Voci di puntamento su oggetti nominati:
----------

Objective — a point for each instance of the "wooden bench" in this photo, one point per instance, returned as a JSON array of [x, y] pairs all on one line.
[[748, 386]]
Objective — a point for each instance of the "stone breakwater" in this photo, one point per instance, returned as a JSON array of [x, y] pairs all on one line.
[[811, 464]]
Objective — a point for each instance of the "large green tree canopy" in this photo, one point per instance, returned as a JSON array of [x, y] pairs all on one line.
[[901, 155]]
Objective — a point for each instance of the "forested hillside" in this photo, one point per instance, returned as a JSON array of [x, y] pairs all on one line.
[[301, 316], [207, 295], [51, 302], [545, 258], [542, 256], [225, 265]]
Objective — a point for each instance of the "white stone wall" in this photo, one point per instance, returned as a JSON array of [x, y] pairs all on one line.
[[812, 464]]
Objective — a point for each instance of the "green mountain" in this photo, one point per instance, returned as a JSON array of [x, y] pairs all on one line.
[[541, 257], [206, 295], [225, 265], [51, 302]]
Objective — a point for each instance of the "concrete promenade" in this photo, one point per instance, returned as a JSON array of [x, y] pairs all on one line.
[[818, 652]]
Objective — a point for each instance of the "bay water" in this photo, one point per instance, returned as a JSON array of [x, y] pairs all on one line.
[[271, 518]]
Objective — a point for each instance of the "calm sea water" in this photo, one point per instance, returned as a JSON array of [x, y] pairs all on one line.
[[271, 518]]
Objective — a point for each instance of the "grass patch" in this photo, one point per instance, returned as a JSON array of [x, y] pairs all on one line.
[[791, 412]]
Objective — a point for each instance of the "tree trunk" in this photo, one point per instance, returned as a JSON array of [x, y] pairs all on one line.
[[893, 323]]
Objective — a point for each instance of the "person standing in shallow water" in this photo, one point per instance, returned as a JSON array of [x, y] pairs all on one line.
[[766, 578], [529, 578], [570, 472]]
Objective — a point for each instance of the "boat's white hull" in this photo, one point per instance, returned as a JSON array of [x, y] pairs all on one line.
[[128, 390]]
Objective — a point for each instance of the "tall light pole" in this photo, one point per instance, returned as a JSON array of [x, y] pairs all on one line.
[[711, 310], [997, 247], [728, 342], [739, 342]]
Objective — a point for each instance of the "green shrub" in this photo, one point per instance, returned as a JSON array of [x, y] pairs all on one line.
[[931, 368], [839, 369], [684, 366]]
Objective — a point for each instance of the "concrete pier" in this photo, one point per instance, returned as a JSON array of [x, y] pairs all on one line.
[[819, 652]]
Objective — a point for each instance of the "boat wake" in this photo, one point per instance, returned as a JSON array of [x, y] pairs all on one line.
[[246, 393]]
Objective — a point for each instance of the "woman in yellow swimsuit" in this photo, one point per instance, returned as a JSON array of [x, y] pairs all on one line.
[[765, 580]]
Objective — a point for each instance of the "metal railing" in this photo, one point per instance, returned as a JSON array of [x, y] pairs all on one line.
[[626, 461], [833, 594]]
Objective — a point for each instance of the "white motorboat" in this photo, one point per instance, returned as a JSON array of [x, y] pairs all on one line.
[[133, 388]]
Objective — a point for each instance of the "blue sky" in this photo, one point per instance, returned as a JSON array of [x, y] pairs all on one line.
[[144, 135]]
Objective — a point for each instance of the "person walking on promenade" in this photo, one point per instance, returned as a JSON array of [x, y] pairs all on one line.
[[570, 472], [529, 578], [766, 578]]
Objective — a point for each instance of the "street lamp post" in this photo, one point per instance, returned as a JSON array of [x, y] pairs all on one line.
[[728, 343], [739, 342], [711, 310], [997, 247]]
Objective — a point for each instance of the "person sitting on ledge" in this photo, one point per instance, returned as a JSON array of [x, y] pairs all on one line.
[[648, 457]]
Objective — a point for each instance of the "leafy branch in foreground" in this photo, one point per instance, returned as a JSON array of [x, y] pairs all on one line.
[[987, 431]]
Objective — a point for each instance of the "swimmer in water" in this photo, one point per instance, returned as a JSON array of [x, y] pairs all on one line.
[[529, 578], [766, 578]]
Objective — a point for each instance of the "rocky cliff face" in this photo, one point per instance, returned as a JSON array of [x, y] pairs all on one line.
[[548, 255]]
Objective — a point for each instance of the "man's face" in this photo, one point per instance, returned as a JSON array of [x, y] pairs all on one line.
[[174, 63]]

----------

- [CONSEGNA]: Converti tutte le righe qui sopra in un CSV a due colonne, testo e risposta, con una riga del CSV per ciascun testo accompagnato dalla sua risposta. Racchiudi ogni valore tra virgolette in un solo campo e sostituisci gli a capo con spazi.

- [SOLUZIONE]:
testo,risposta
"Objective — a point for each instance of the ""wooden bench"" in this photo, one point per instance, returned as a JSON array of [x, y] pairs all on one line.","[[748, 386]]"
"Objective — a point for each instance of the ""stone breakwater"" in this photo, one point per instance, returned as a JSON array of [x, y] pairs all on one line.","[[811, 464]]"
"Objective — a point for each instance of the ""large green tree canopy"" in this photo, one point per instance, returned as a JSON array of [x, y] pairs all on one line.","[[901, 155]]"
"Objective — a point for each instance of the ""forested hillside"" in this photo, one point per instance, returned as a JSON array of [x, y] pairs all on one line.","[[301, 316], [207, 295], [51, 302], [545, 258], [542, 256], [225, 265]]"
"Objective — a point for each instance of the ""white stone wall"" in this photo, one point per instance, returned as a JSON array of [x, y] pairs all on one line.","[[812, 464]]"
"Objective — a point for each instance of the ""green mountain"" in this photo, one point per instance, returned as a JSON array of [x, y] pairs all on one line.","[[541, 257], [206, 295], [225, 265], [51, 302]]"
"Objective — a point for each instance of the ""concrete promenade"" in this photo, one point per instance, returned as a JSON array of [x, y] pairs all on one line.","[[818, 652]]"
"Objective — a point for each instance of the ""bay water"" in this photo, one point per instance, returned as a JSON array of [x, y] pairs all on one line.","[[271, 518]]"
"Objective — a point for each instance of the ""calm sea water"" in this photo, one point per instance, returned as a JSON array of [x, y] pairs all on one line.","[[271, 518]]"
"Objective — a point for each instance of the ""grass patch"" in this photo, one point per instance, returned as a JSON array of [x, y] pairs all on one line.","[[791, 412]]"
"Objective — a point for each instance of the ""tree trunk"" in this photo, one point per instance, returned as a JSON array of [x, y] pairs all on one line.","[[893, 323]]"
"Objective — a point for each instance of the ""person standing in shallow water"" in this photo, one point per instance, returned as a JSON array of [x, y] pairs all on one line.","[[766, 578], [529, 578], [570, 472]]"
"Objective — a point for each instance of the ""boat's white hull"" in this photo, one point per instance, returned as a JSON array of [x, y] pairs all on one line.","[[128, 390]]"
"Objective — a point for each instance of the ""tall light pole"" in this photo, one point per instance, returned as a JSON array of [x, y] pairs all on one line.","[[711, 310], [997, 247], [728, 342], [739, 342]]"
"Objective — a point for each instance of the ""green shrub"" in this photo, one point per instance, returned as a JSON array of [x, y] pairs all on one line.","[[931, 368], [839, 369], [684, 366]]"
"Objective — a point for each instance of the ""concrete pier"" in this photo, one point per instance, returned as a JSON array of [x, y] pairs all on one line.","[[819, 652]]"
"Objective — a point for each instance of the ""boat wake"" in this photo, one point per instance, returned as a JSON array of [x, y] pairs all on one line.","[[246, 393]]"
"Objective — a point for each instance of the ""woman in yellow swimsuit"" in this photo, one point per instance, returned as a JSON array of [x, y] pairs all on one line.","[[765, 580]]"
"Objective — a point for each instance of the ""metal railing"" in this photo, one point per instance, returned as a JSON array of [x, y] pairs all on one line.","[[626, 461], [833, 594]]"
"Objective — a point for each instance of the ""white motorboat"" in this photo, one point per instance, returned as a JSON array of [x, y] pairs all on one line.","[[133, 388]]"
"Objective — a point for each instance of the ""blue sky"" in this photo, one point per instance, returned as a JSON array of [x, y] pairs all on one line.","[[144, 135]]"
"Objective — a point for each instance of the ""person walking on promenade"" in this photo, one point per instance, returned as a JSON array of [x, y] pairs all on one line.","[[570, 472], [529, 578], [766, 578]]"
"Objective — a point for each instance of the ""street lamp post"" in this photo, one point per instance, returned as a JSON array of [x, y] pairs all on one line.","[[728, 343], [739, 342], [711, 310], [997, 247]]"
"Objective — a point for each instance of the ""person sitting on ledge"" in this photo, one point per instance, returned as a JSON array of [x, y] pairs all on one line.","[[648, 457]]"
"Objective — a point for each instance of the ""leafy branch in foreground"" in this photo, one point per instance, returned as a JSON array of [x, y] pairs all on one line.","[[987, 431]]"
"Objective — a point for each instance of the ""swimmer in water"" in this photo, one point per instance, returned as a JSON array of [x, y] pairs all on one line.","[[529, 578], [766, 578]]"
"Objective — a point for each instance of the ""rocky cliff face"" in this photo, one point per instance, returned as a JSON array of [x, y] pairs all on one line.","[[548, 255]]"
"Objective — a point for each instance of the ""man's face"" in this photo, one point per instance, returned as a JSON array of [x, y] pairs all on one line.","[[174, 63]]"